** START DATA IN THIS EXERCISE **
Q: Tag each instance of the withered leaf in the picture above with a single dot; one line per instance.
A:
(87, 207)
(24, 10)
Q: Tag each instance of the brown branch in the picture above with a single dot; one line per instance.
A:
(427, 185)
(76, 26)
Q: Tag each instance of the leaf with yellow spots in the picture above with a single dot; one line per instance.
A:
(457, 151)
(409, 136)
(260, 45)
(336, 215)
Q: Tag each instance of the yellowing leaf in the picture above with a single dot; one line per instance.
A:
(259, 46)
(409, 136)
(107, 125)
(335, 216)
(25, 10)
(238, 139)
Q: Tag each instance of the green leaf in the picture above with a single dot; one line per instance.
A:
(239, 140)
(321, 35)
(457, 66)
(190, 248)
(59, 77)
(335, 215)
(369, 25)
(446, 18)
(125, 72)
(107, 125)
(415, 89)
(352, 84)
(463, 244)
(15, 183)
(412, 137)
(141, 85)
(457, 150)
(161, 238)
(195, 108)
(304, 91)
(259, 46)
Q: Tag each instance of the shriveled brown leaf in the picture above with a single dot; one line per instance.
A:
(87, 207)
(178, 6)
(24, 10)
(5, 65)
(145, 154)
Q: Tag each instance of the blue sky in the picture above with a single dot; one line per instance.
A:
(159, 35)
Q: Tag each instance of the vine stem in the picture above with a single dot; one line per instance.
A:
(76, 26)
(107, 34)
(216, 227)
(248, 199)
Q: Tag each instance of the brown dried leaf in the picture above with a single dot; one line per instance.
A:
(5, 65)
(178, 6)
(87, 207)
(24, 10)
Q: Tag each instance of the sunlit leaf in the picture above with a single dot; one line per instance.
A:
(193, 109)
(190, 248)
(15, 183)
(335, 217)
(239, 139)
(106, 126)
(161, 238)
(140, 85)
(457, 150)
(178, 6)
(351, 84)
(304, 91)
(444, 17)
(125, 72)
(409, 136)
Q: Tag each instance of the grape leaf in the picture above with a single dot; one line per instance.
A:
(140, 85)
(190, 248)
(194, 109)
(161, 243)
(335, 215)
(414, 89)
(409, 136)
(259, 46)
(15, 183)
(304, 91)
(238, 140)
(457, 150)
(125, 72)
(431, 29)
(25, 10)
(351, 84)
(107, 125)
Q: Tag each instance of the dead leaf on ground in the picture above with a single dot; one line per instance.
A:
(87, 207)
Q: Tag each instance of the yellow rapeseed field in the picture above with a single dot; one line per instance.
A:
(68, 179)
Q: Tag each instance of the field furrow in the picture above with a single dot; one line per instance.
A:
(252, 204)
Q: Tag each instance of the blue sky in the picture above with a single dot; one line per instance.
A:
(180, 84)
** END DATA IN THIS EXERCISE **
BRIEF — Write out again the part of the records that opens with the line containing "Q: Tag each instance of the dead" and runs through the end of the records, requests included. Move every coordinate in the answers by adding -100 to each of its numbers.

EXERCISE OUTPUT —
Q: Tag each instance of the dead leaf on ground in the picture above with a single dot; one line per instance.
A:
(-13, 107)
Q: Tag each instance of the yellow rapeseed field in the picture above with a single dot; one line per instance.
A:
(-32, 79)
Q: Tag each instance of the field furrow in the picture above with a single dot; one line per instance.
A:
(152, 104)
Q: Tag each instance of the blue sky in the picture above with a single dot; one line per instance.
A:
(80, -16)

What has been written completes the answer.